| Excerpt to read |
*-*-*

Think long and hard before draining your retirement accounts to cover day-to-day living expenses -- even if you're facing foreclosure.

We know the price of everything is going up faster than most paychecks and you need a way to bridge the gap between what you earn and what you need to spend.

That's especially true for homeowners with adjustable-rate mortgages who are trying to cope with dramatically higher monthly payments.

But if this is the last $25,000 or $35,000 you have, you don't want to squander it postponing the inevitable. You don't want to spend your retirement savings and still lose your home.

Taking money from your 401(k) account is expensive, too. The rules are designed to discourage you from tapping that savings until you're 59 1/2 years old.

A hardship withdrawal is the most costly option.

You're allowed to use your retirement savings for medical bills, college and funeral expenses and to keep yourself from being evicted. But the investment company running your company's 401(k) plan will require you to prove that you're out of money and have no other way to pay those bills.

What's really bad is that you'll only get about 60 cents of every dollar you withdraw. The rest you'll lose to local, state and federal taxes and a 10% penalty if you're not 59 1/2 and are in the 28% tax bracket.

You'll pay even more over the long run. A $10,000 withdrawal could have grown to $81,000 in 30 years, assuming that it was invested in a mutual fund that earned a modest 7% a year.

*-*-*

| Raw data |
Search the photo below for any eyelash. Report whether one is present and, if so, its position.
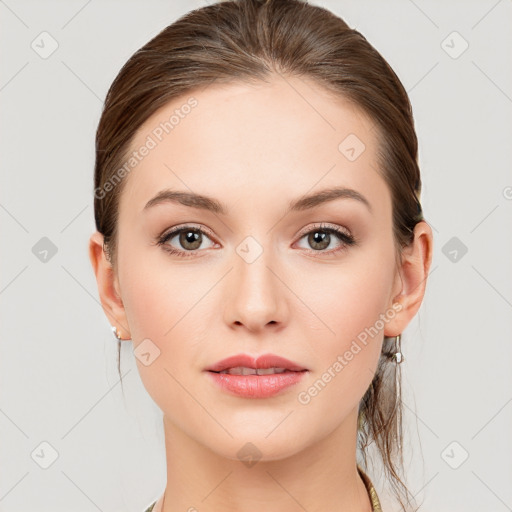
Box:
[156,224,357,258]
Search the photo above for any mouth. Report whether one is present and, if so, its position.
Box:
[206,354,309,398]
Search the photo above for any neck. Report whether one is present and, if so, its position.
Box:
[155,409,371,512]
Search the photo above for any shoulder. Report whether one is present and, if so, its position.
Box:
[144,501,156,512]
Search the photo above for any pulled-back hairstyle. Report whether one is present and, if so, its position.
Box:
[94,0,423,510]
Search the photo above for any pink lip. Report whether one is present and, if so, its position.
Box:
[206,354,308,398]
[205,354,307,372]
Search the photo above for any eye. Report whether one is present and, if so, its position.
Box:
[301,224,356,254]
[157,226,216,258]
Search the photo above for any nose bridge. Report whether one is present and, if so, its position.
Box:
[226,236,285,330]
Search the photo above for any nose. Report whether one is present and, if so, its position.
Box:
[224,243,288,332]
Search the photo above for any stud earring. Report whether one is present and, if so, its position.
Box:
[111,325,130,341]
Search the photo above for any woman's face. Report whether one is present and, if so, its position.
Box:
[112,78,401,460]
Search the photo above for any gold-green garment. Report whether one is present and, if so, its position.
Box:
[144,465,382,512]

*-*-*

| Required action 1 |
In the excerpt on tapping retirement savings, turn the paragraph beginning "You're allowed to use your retirement savings" into a short bulleted list that keeps its main facts.
| Required action 2 |
Based on the excerpt on tapping retirement savings, explain why a hardship withdrawal leaves you with only about 60 cents of each dollar withdrawn.

| Task solution 1 |
- Retirement savings may be used for medical bills, college expenses, funeral expenses, and avoiding eviction.
- The investment company running the 401(k) plan will require proof that you're out of money.
- You must also show you have no other way to pay those bills.

| Task solution 2 |
The rest goes to local, state and federal taxes and to a 10% penalty. This applies if you're under 59 1/2 and in the 28% tax bracket.